» **Exercise aim**: Copy out all of the records below verbatim, with the pictures omitted.
++++ Record excerpts ++++
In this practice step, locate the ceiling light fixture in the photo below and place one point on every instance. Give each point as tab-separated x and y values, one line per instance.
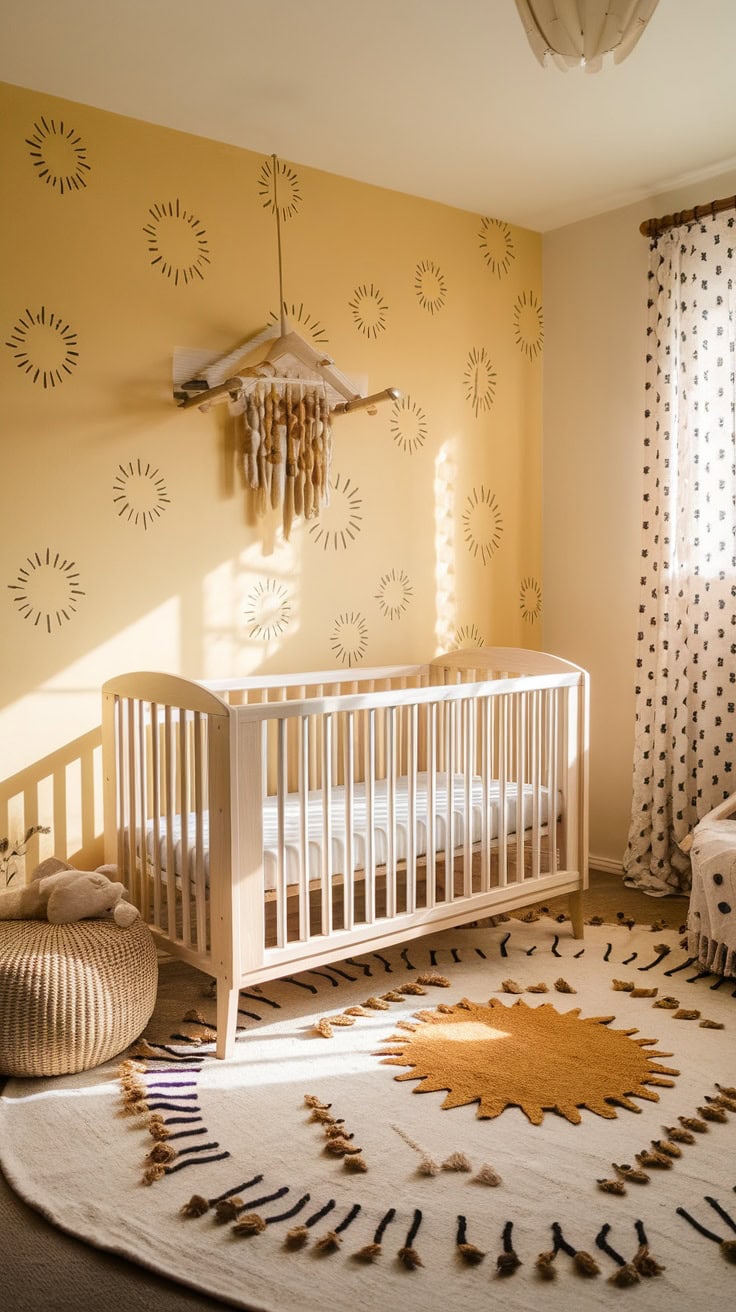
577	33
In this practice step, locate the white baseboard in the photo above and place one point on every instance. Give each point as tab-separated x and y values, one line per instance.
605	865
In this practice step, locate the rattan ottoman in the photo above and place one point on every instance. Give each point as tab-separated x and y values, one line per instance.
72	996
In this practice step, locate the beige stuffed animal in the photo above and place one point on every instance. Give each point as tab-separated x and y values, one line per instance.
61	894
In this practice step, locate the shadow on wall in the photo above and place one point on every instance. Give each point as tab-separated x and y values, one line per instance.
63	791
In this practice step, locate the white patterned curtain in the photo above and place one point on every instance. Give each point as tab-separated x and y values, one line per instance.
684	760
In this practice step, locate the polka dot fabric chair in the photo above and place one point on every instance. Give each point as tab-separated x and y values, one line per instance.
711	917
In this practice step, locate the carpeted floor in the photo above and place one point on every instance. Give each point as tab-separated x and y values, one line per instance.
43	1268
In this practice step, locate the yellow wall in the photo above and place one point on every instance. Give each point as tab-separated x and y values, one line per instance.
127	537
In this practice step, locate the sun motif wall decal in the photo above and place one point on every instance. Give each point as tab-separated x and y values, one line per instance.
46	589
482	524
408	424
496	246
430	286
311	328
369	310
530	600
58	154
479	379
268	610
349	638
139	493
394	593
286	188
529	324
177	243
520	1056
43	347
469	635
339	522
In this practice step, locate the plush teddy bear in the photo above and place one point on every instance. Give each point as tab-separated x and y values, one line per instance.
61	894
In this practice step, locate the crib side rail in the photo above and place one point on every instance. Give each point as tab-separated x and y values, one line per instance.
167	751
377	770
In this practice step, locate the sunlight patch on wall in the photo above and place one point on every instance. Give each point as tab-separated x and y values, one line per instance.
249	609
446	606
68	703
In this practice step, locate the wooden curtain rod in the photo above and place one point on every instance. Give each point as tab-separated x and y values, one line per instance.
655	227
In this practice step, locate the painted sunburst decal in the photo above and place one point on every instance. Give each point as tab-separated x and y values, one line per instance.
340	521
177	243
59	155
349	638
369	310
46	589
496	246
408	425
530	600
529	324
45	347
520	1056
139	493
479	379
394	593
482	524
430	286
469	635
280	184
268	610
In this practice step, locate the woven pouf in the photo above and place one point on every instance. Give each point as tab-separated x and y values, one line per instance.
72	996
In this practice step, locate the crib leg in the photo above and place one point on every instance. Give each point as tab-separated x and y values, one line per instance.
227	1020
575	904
++++
» **Task result**:
In this practice step, locate the ceiling light fixture in the photo below and place one point on every instance. Give each point as tab-separated x and y values, one line per instance.
577	33
In this practice step, locate the white baseboard in the photo above and place one point on every instance. Give each point as tab-separated x and y values, one line per instance.
605	865
In this practice step, locate the rattan ottoman in the photo above and place one point on every instance. Give each point as tab-separated x and y values, one line per instance.
72	996
In this practice step, locate the beige stuffed animal in the photo above and place one point on every instance. Give each point as tab-separated x and y values, one line per instance.
61	894
In this practice step, locate the shadow on wall in the photo above and place one point on every instance. Give each point as tab-separated x and y values, one line per instance.
63	791
In this practice step, locate the white patterned curtain in the photo above and place one point on every instance. Give each point as tab-separated x and y values, one line per instance.
684	760
In this practice step, locate the polka dot fabric chair in the photo above and place one point on every instance. Give each point as tab-separated x and y values, one line per instance.
711	917
In this practice step, locate the carpeted floor in the photo above and place one point on every instance. Give each point as tab-separated x and y values, one line per instance.
43	1268
In this practice step, locate the yellow wall in the photo above and place one point on every instance. Give each point as tab-separated x and y values, one line per instance.
127	537
In this practice step, locate the sun motif wall decal in the photo above and place one point on every instance. Give each point as tab-separated x and y values, one line per instance.
46	589
482	524
408	424
496	246
430	286
311	328
369	310
530	600
58	154
479	379
268	610
349	638
139	493
394	593
286	188
529	324
177	243
520	1056
43	347
469	635
339	522
In this practice step, locate the plush teddy bear in the photo above and place one point on every instance. Give each point as tab-separated x and y values, one line per instance.
61	894
In this practice step, locate the crib side rail in the photo above and place one point on every instance. Give each point as tab-separated x and y values, one line per instance.
167	751
377	770
In this practice step, locate the sunlight patch on wall in the photo above and place one point on every instance. Give each point as tab-separated x and y values, one line per instance.
249	609
446	606
68	703
In this practice step, locate the wooden curtain rod in the photo above and place one point on every instance. Give each point as tab-separated x and y values, one line per instance.
655	227
In this practice step, locate the painted sunburst decal in the photo above and place one point on every instance. Give each point as tab-separated x and y values, one line per instance.
340	521
177	243
59	155
349	638
369	310
46	589
496	246
408	425
530	600
529	324
45	347
520	1056
139	493
479	379
394	593
482	524
430	286
469	635
280	184
268	610
In this practice step, locate the woven pouf in the photo above and place one point on every instance. Give each point as tab-separated x and y values, one line per instance.
72	996
In this practice step, locate the crib leg in the photo above and place one point on every instance. Give each point as tab-separated x and y values, one line per instance.
227	1020
575	904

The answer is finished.